--- Challenge 1 ---
In the review of The Happy Prince, why does the writer object to the film showing some events from other people's perspectives? Answer in one to three sentences.

-- start of Passage given --

A pitfall of knowing and caring a lot about a subject is that it is harder to communicate about that subject to a layman. By all accounts, Everett has inhabited Wilde and his work longer than anyone except the actual person himself. Also being a first time director while simultaneously being on screen, regardless of how great an actor you are, an indisputable fact in Everett’s case, can be challenging and not everyone has the same success as Clint Eastwood or Kenneth Branagh and even they have occasionally failed themselves. Even the great Robert Duvall only managed to do both well once though he did attempt to do both four other times. Everett’s performance in The Happy Prince is completely transformative. Only Everett’s voice is recognizable. There is an absence of vanity, and I would compare him to Vincent D’Onofrio in terms of physicality.
For a movie about the final tragic days of Wilde, The Happy Prince never slows down long enough to appreciate his performance or the visual statement that he is trying to make. If I could eliminate one thing from all stories, it is the use of the How We Got Here trope in narratives. Everett does not necessarily begin his story at the end, but close to it. Initially I didn’t mind because the flashbacks were initially flashes to compare and contrast his past to his present situation and reveal how far he had fallen. Then we land in the past and the movie mostly moves forward until we arrive at the time period introduced at the beginning of the movie. There are flashbacks within flashbacks, and while the story is mostly told from Wilde’s perspective, it occasionally shows events from other people’s perspectives without Wilde being present; however he is the unofficial narrator as his children’s story winds through the entire film so how could he know about his wife’s exchange with their children’s guardian or his posthumous fight for his affections? These factors aren’t huge problems, but a narrative has to have an internal logic, and the mind will at least subconsciously feel this dissonance throughout the story. There does not have to be a narrator, and it does not have to be from Wilde’s perspective, but it is better to pick a theme then stick with it than using different narrative styles throughout the movie. There is nothing wrong with going in chronological order. A judicious use of flashbacks can provide a helpful function to explore the present otherwise it is simply a shifting of puzzle pieces.

-- end of Passage given --

--- Challenge 2 ---
From the records, pull out the lines word for word, starting with the line that contains "of the hair" and running through the end of the records, both ends included.

-- start of Task data --

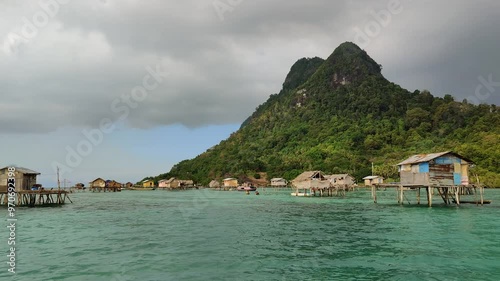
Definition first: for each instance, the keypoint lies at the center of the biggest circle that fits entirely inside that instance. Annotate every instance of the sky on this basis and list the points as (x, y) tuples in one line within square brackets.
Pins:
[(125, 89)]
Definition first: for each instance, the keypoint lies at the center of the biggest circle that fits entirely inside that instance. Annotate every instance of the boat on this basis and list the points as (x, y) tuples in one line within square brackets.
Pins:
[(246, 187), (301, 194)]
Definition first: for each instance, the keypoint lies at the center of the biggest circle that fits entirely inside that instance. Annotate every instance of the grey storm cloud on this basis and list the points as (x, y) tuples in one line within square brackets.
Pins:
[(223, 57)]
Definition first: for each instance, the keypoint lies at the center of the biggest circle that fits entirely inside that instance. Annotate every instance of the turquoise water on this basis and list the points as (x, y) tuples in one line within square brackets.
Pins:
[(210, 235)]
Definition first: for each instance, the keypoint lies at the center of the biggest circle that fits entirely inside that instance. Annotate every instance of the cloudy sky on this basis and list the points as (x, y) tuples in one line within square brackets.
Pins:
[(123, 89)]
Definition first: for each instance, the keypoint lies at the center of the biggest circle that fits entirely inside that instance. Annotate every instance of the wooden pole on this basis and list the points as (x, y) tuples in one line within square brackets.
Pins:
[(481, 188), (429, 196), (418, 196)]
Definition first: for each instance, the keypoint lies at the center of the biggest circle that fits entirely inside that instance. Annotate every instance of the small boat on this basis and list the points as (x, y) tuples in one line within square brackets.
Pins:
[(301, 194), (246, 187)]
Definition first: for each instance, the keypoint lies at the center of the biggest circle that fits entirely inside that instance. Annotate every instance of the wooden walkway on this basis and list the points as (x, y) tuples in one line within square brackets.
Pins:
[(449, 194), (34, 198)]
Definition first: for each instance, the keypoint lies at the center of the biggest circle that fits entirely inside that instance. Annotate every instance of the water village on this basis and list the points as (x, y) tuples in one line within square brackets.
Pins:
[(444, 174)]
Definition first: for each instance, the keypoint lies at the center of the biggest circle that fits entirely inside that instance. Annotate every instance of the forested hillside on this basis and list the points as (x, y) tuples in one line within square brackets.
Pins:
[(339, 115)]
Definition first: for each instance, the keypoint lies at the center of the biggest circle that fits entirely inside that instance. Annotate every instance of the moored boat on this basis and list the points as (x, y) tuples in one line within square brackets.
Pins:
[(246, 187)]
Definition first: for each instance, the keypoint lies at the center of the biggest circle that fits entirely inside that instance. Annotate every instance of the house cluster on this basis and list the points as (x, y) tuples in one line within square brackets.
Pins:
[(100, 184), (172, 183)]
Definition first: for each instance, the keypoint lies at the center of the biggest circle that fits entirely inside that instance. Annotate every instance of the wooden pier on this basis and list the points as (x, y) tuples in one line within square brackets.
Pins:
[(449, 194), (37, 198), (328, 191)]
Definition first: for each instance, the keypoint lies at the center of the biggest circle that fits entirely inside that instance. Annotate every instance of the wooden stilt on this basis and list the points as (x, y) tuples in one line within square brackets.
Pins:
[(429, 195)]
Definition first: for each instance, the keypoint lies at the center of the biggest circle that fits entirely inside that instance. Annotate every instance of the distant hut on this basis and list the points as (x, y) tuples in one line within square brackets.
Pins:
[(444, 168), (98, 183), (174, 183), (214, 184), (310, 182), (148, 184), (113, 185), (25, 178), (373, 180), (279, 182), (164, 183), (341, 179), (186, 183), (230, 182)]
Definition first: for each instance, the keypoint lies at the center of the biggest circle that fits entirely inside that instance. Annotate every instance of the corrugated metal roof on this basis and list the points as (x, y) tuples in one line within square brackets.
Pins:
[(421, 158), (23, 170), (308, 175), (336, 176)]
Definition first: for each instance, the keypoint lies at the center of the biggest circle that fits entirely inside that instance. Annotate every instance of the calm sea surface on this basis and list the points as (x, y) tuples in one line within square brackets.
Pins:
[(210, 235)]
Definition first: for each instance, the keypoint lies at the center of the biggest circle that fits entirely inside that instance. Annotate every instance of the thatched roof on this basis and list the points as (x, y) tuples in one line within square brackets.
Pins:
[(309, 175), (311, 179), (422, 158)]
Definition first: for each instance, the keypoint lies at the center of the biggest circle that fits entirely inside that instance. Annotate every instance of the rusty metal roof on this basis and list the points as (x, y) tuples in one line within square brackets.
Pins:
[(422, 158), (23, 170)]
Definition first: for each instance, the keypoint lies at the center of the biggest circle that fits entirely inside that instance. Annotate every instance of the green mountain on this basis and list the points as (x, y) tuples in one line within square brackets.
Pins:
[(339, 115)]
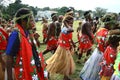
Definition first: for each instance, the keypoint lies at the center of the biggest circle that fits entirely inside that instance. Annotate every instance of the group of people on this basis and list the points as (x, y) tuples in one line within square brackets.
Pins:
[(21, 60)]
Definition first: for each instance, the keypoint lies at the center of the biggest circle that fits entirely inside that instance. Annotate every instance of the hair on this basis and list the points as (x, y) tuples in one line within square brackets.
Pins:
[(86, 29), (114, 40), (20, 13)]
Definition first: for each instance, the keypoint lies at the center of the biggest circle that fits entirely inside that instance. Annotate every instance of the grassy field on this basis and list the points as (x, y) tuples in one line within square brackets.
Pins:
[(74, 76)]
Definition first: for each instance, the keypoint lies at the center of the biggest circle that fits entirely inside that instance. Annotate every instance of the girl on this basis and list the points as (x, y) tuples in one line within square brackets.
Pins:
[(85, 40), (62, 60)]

-- end of Task data --

--- Task output 1 ---
Wilde is the unofficial narrator, since his children's story runs through the whole film, yet the film shows scenes he could not have known about, such as his wife's exchange with their children's guardian. The writer holds that a narrative needs internal logic, and this mismatch creates a dissonance the viewer feels at least subconsciously.

--- Task output 2 ---
Definition first: for each instance, the keypoint lies at the center of the biggest circle that fits entirely inside that instance. Annotate every instance of the hair on this basis and list the points as (x, y) tuples in one line within square brackets.
Pins:
[(86, 29), (114, 40), (20, 13)]
Definition first: for each instance, the keypoint lies at the center of the biggest circle that fits entirely inside that instance. Annotate every instance of the grassy field on this basis and list the points as (x, y) tuples in one line within square brackets.
Pins:
[(74, 76)]
Definition first: for each instance, the keypoint lies at the center of the biggest circle that fits entirely inside that instance. Annotate every instance of the girl on this basis and list the points as (x, y) tuples in one line within square brackets.
Pins:
[(85, 40), (62, 60)]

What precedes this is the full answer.